Problem to work on:
When you reach the line containing "Target: undergrowth", start transcribing exactly and continue through the last line of the data, skipping every picture.

Information shown:

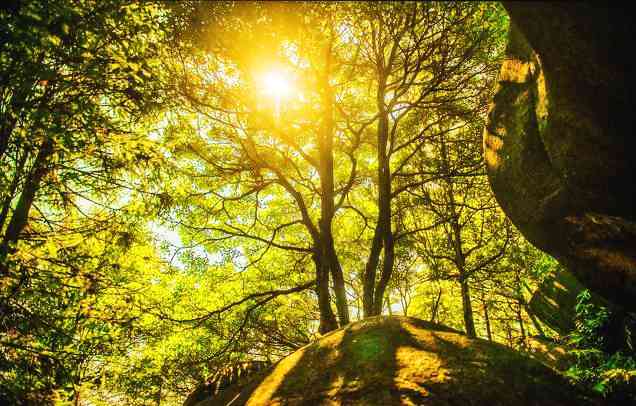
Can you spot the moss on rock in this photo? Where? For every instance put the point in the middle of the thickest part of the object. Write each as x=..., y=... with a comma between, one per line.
x=406, y=361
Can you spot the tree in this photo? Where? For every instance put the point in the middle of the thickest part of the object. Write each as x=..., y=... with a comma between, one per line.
x=76, y=79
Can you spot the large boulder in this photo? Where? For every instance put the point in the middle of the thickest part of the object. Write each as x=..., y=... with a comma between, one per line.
x=406, y=361
x=559, y=140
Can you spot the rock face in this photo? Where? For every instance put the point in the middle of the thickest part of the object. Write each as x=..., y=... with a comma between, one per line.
x=405, y=361
x=559, y=140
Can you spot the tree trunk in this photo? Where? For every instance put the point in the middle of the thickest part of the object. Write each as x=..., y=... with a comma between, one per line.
x=327, y=196
x=436, y=305
x=327, y=318
x=20, y=215
x=10, y=193
x=469, y=322
x=383, y=239
x=487, y=320
x=521, y=326
x=368, y=282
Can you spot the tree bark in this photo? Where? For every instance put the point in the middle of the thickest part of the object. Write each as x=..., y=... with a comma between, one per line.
x=20, y=216
x=327, y=196
x=383, y=239
x=327, y=318
x=10, y=193
x=487, y=320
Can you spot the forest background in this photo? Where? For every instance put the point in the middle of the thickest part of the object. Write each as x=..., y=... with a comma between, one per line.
x=189, y=185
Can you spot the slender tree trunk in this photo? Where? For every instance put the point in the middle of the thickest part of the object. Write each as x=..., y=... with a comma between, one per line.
x=521, y=325
x=5, y=132
x=327, y=318
x=368, y=283
x=383, y=239
x=20, y=215
x=10, y=193
x=436, y=305
x=487, y=320
x=327, y=197
x=469, y=322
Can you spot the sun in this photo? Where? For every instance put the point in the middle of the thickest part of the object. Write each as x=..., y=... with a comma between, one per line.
x=276, y=85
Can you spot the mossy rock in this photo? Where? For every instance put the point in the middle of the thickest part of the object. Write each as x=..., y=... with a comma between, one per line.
x=559, y=141
x=406, y=361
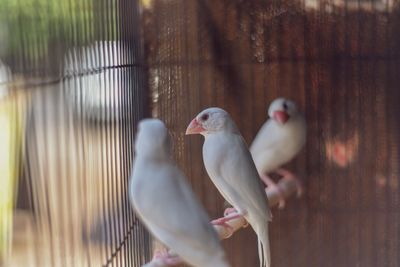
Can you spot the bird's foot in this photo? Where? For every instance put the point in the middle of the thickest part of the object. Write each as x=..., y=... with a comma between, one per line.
x=271, y=184
x=229, y=211
x=167, y=258
x=291, y=176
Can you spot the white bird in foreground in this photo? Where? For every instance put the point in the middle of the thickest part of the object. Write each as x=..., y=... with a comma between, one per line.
x=229, y=164
x=165, y=203
x=279, y=140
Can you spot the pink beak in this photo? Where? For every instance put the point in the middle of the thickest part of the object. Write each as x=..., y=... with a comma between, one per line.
x=280, y=116
x=194, y=128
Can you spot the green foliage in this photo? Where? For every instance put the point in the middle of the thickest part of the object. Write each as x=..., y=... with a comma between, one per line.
x=32, y=25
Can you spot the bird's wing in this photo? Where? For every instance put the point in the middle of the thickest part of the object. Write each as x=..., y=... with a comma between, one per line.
x=240, y=176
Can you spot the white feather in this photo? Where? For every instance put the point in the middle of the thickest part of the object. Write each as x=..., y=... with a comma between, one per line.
x=165, y=203
x=231, y=168
x=276, y=144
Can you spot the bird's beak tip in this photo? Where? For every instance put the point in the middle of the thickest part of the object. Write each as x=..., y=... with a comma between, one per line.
x=194, y=128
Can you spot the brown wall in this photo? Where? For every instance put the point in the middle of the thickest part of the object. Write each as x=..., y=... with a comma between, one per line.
x=341, y=67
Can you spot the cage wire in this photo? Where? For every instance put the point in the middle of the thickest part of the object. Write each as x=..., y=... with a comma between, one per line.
x=77, y=76
x=78, y=65
x=339, y=61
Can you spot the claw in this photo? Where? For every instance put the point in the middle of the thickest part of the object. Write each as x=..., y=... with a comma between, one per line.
x=229, y=211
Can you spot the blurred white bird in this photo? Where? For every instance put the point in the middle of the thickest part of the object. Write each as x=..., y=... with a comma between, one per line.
x=278, y=141
x=165, y=203
x=232, y=170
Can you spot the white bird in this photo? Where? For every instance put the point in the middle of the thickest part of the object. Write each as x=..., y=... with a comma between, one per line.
x=229, y=164
x=165, y=203
x=279, y=140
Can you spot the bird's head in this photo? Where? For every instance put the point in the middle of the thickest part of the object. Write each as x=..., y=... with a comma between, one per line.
x=152, y=138
x=281, y=110
x=209, y=121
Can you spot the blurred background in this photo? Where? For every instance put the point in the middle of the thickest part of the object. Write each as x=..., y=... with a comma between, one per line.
x=77, y=75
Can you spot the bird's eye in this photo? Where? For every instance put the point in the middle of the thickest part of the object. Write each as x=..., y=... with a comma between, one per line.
x=204, y=117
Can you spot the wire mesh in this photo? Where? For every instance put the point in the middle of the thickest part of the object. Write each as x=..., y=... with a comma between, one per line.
x=79, y=68
x=76, y=76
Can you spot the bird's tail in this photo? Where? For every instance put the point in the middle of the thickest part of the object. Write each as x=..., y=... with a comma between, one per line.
x=263, y=246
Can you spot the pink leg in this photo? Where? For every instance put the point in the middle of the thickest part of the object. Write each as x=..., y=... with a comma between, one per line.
x=229, y=211
x=166, y=258
x=289, y=175
x=271, y=184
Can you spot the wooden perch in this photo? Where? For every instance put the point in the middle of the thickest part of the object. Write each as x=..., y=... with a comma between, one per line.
x=286, y=187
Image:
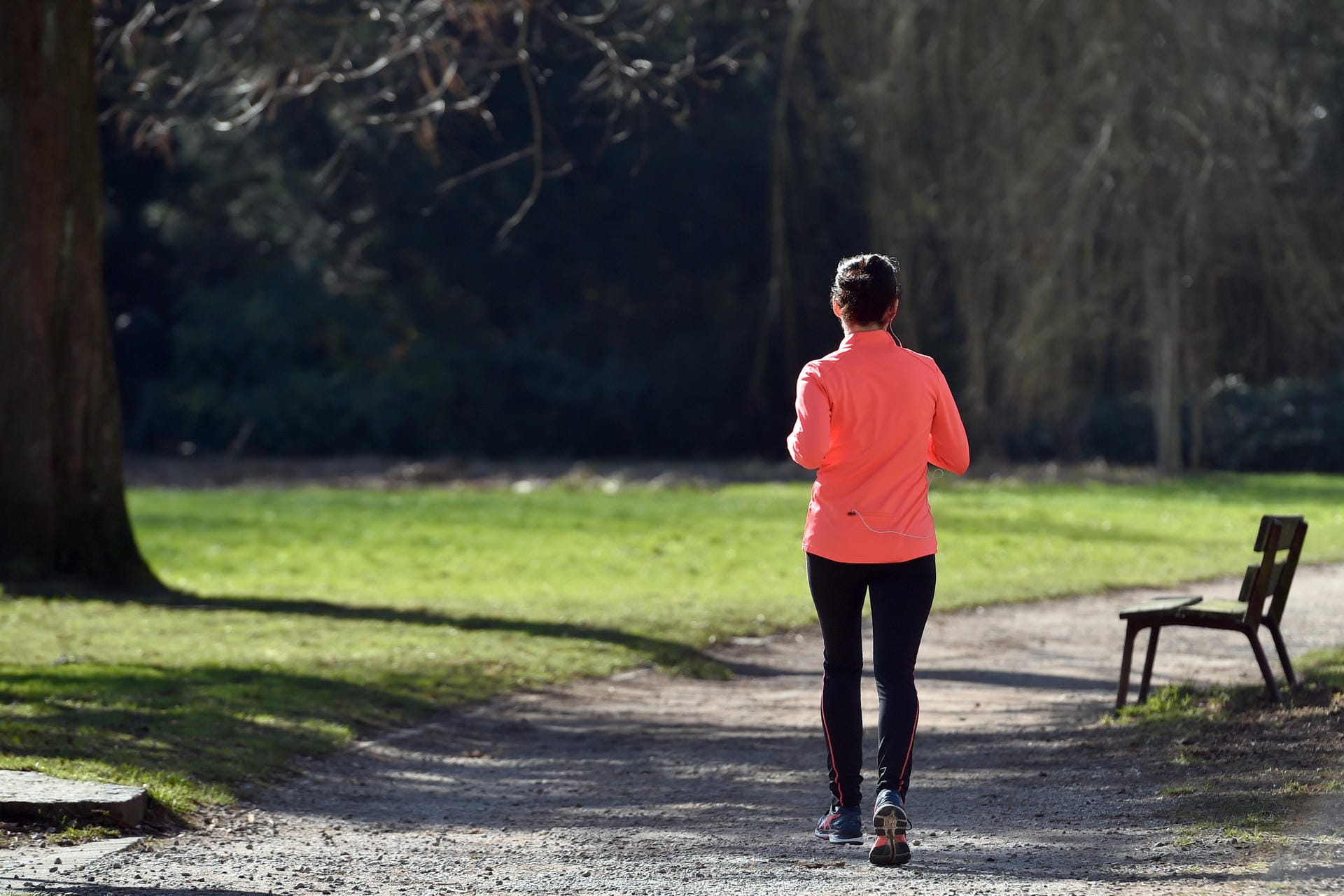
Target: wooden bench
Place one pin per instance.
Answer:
(1261, 602)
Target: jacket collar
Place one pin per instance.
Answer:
(866, 339)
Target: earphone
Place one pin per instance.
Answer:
(886, 531)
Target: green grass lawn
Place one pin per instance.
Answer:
(324, 612)
(1245, 769)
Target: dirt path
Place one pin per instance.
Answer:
(647, 785)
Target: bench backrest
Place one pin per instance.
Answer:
(1266, 584)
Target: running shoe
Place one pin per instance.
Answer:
(890, 850)
(889, 816)
(840, 825)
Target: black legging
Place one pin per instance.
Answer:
(902, 596)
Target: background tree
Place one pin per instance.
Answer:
(61, 447)
(1089, 198)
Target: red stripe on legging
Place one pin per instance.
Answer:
(825, 729)
(904, 785)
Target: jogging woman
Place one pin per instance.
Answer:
(872, 416)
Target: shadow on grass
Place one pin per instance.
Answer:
(673, 656)
(174, 729)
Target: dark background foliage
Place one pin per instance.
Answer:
(269, 301)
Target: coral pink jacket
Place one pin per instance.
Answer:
(872, 416)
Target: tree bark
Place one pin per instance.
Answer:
(1161, 295)
(62, 503)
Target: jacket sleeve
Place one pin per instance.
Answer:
(948, 447)
(811, 437)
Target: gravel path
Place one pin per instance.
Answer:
(647, 785)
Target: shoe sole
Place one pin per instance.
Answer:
(890, 820)
(890, 852)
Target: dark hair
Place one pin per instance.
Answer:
(866, 288)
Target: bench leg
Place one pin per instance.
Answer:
(1264, 664)
(1282, 654)
(1148, 664)
(1124, 665)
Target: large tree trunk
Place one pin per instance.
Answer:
(62, 505)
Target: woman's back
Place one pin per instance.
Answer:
(872, 416)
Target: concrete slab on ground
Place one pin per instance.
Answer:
(30, 794)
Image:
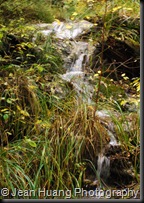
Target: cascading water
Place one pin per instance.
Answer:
(75, 63)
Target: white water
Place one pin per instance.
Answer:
(75, 64)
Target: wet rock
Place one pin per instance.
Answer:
(118, 57)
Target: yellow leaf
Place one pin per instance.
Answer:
(74, 14)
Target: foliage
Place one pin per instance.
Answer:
(47, 135)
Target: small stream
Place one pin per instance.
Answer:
(76, 60)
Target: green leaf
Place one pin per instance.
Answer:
(30, 142)
(6, 116)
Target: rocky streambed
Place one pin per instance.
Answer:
(113, 164)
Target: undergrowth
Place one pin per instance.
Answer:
(49, 138)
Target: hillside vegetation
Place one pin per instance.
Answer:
(48, 137)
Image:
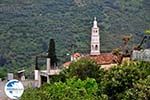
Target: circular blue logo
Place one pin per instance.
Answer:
(14, 89)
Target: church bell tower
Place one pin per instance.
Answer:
(95, 40)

Solution to the problem:
Target: undergrowth
Place one pin per instance.
Answer:
(49, 138)
Target: hillside vegetation
Place one pin per instance.
Answer:
(48, 137)
Image:
Target: circular blue logo
Place one pin per instance.
Answer:
(14, 89)
Target: church bell tower
Place one pin per instance.
Answer:
(95, 40)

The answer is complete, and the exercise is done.